*Exercise goal*. Each line starting at the one that contains "Query: row house" and ending at the one that contains "The service SHOULD place a point on the residential" must be returned exactly, and the rest of the listing is left out.

*Data supplied*.
○ ○ ○ ○

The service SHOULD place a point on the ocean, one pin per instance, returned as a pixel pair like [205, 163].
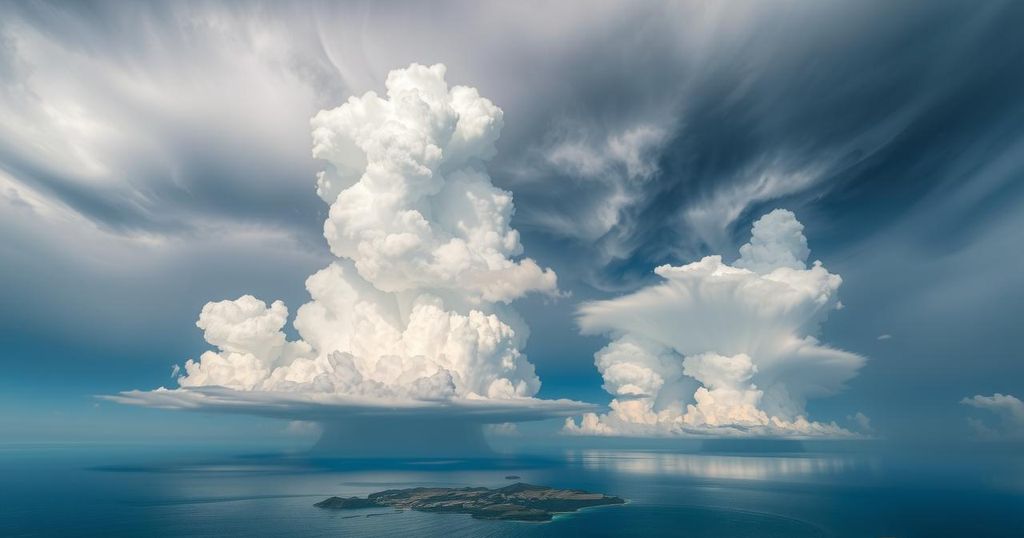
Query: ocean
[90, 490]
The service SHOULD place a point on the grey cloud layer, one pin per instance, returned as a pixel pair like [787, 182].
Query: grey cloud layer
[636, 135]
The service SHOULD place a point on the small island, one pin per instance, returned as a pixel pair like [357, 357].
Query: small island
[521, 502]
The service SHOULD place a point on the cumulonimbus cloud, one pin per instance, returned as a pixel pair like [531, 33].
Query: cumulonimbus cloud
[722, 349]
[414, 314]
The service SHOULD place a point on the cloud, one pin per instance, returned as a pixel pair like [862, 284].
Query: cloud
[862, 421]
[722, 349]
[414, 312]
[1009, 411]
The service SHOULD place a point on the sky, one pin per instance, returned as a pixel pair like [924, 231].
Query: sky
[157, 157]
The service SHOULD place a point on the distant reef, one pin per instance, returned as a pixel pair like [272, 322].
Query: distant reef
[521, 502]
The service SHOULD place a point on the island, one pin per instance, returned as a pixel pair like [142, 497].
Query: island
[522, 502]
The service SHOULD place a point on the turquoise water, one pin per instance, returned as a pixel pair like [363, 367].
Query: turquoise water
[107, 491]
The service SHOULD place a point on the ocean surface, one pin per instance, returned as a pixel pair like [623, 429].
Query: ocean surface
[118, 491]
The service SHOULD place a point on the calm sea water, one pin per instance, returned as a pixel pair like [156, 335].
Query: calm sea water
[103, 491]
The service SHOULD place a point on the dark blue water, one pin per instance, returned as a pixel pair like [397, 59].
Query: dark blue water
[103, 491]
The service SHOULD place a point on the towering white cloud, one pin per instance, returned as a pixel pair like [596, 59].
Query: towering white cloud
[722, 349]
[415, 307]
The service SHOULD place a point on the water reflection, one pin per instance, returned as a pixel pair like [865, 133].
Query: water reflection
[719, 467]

○ ○ ○ ○

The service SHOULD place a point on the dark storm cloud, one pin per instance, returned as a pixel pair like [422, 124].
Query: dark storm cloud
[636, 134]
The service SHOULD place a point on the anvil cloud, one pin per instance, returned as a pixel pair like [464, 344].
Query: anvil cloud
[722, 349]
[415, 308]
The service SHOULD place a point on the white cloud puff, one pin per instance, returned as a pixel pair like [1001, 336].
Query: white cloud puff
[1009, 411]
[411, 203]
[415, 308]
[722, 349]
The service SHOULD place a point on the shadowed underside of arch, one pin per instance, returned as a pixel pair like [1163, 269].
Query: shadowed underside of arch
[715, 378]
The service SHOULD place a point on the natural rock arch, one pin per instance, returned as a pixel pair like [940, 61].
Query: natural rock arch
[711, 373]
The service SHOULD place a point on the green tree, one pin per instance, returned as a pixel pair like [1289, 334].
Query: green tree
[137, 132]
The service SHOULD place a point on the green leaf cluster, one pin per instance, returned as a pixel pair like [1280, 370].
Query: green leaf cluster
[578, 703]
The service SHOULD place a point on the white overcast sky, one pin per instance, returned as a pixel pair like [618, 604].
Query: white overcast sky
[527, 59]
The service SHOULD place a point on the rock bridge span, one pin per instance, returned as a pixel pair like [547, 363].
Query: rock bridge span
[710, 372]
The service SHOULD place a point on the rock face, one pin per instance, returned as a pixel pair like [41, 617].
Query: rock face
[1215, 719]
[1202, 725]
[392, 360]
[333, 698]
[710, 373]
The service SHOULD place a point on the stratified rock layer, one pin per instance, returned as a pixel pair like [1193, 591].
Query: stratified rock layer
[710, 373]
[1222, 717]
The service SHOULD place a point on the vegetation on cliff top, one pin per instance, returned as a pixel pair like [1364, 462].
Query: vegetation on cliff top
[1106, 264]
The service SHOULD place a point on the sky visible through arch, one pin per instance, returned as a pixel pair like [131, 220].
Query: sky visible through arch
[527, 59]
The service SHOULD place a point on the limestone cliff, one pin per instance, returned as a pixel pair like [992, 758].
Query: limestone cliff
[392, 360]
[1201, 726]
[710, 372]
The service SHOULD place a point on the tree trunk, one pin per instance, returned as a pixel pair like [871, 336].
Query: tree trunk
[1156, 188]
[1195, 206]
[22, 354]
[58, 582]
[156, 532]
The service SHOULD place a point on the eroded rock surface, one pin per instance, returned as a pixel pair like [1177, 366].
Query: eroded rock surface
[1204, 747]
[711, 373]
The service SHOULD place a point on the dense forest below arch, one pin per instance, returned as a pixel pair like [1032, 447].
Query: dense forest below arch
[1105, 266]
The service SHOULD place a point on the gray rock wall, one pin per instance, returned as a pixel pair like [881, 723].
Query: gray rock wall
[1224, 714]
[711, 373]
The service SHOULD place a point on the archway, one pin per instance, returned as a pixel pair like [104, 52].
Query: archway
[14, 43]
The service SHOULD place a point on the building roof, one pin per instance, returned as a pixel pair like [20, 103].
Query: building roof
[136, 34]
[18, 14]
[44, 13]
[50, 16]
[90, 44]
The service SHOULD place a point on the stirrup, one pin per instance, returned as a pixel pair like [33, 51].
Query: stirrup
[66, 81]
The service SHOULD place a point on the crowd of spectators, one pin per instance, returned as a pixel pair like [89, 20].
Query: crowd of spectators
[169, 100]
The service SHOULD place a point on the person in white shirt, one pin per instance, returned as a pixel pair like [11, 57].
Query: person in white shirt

○ ○ ○ ○

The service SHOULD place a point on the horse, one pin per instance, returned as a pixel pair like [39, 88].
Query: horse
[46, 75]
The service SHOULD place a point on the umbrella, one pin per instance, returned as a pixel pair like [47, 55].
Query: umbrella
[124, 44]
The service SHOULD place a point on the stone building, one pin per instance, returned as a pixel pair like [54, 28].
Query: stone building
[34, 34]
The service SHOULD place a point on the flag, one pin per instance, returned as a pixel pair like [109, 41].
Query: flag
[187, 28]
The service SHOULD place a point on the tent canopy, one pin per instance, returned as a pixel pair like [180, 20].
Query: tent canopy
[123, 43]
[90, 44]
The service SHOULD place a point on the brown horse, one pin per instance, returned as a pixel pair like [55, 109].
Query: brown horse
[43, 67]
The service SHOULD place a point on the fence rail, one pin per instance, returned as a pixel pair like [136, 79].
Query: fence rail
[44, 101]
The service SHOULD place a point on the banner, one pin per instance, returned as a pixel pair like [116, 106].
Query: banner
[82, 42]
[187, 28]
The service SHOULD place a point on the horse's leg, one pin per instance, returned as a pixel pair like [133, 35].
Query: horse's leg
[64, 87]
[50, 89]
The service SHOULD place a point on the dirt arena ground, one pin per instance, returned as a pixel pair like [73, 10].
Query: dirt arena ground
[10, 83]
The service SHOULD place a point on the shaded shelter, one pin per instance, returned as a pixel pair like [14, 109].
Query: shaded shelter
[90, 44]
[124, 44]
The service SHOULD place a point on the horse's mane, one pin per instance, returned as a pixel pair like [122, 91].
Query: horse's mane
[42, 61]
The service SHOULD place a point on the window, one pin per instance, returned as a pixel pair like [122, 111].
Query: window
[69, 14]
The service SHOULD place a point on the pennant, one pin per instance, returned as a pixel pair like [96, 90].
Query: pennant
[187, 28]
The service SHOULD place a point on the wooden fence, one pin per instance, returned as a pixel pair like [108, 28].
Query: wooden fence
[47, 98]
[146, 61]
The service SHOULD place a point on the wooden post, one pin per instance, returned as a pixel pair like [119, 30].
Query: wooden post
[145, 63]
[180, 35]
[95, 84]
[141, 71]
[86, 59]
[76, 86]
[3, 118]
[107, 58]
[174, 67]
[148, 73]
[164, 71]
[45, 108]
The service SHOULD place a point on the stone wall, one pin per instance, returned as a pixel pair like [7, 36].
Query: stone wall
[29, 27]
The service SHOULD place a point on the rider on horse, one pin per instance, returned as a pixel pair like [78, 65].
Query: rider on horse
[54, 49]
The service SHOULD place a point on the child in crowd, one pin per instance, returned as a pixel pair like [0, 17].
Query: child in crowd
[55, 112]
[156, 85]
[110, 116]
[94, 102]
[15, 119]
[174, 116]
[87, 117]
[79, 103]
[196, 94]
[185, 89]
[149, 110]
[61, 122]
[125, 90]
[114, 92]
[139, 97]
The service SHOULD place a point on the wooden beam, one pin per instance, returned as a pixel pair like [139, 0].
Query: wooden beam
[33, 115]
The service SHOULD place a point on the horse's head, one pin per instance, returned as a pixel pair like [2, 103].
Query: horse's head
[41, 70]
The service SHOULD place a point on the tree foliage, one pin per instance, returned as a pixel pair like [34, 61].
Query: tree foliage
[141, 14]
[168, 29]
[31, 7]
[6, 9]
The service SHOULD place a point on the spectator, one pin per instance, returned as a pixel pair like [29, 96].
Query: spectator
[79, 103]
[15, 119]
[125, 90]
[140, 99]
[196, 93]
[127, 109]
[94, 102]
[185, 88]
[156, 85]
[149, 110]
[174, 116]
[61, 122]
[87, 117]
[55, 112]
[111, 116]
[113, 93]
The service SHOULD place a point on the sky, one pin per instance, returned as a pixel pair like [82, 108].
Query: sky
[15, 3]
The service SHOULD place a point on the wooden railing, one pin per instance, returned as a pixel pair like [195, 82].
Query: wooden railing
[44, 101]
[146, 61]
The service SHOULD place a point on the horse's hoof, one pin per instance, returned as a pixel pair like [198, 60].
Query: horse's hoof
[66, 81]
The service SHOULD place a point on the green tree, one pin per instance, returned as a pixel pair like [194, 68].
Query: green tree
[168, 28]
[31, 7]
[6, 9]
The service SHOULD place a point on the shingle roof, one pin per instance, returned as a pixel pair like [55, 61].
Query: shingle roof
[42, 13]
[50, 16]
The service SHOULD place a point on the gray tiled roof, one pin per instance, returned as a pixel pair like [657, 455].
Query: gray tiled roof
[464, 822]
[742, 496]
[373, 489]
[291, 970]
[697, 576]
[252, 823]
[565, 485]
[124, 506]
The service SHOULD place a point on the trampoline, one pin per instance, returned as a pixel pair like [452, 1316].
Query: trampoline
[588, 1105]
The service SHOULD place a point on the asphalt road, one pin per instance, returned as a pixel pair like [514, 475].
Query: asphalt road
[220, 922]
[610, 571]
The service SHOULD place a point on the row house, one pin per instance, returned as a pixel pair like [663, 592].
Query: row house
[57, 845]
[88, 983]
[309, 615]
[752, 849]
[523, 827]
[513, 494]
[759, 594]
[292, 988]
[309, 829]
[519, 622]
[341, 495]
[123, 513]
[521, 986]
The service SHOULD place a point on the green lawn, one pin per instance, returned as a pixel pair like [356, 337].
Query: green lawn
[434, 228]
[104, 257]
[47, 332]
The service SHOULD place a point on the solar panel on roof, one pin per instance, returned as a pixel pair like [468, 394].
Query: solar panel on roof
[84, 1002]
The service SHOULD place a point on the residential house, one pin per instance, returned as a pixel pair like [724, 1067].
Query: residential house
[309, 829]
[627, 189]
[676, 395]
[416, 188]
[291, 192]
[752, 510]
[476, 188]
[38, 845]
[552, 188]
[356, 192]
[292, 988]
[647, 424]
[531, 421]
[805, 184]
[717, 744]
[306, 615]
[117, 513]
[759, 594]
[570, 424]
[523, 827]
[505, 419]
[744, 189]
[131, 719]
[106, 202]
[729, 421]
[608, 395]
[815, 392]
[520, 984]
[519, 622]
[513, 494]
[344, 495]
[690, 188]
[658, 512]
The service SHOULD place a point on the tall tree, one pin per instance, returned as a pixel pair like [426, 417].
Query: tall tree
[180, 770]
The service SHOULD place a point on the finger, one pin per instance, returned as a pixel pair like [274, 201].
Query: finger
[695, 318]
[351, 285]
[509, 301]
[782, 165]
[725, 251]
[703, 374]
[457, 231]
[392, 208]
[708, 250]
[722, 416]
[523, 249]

○ ○ ○ ○

*Result*.
Query: row house
[57, 845]
[88, 983]
[309, 615]
[752, 849]
[523, 827]
[513, 494]
[759, 594]
[292, 988]
[309, 829]
[519, 622]
[341, 495]
[123, 513]
[521, 986]
The service SHOULD place a point on the green lawn, one pin per instance, returned as a pixel pair like [356, 337].
Query: green lawn
[434, 228]
[104, 257]
[47, 332]
The service SHOULD place a point on the solar panel on roof, one pin per instance, returned as a pixel pair like [468, 394].
Query: solar panel on roof
[84, 1002]
The service SHOULD place a point on the residential house, one pin per instance, returned as a pixel pair like [724, 1067].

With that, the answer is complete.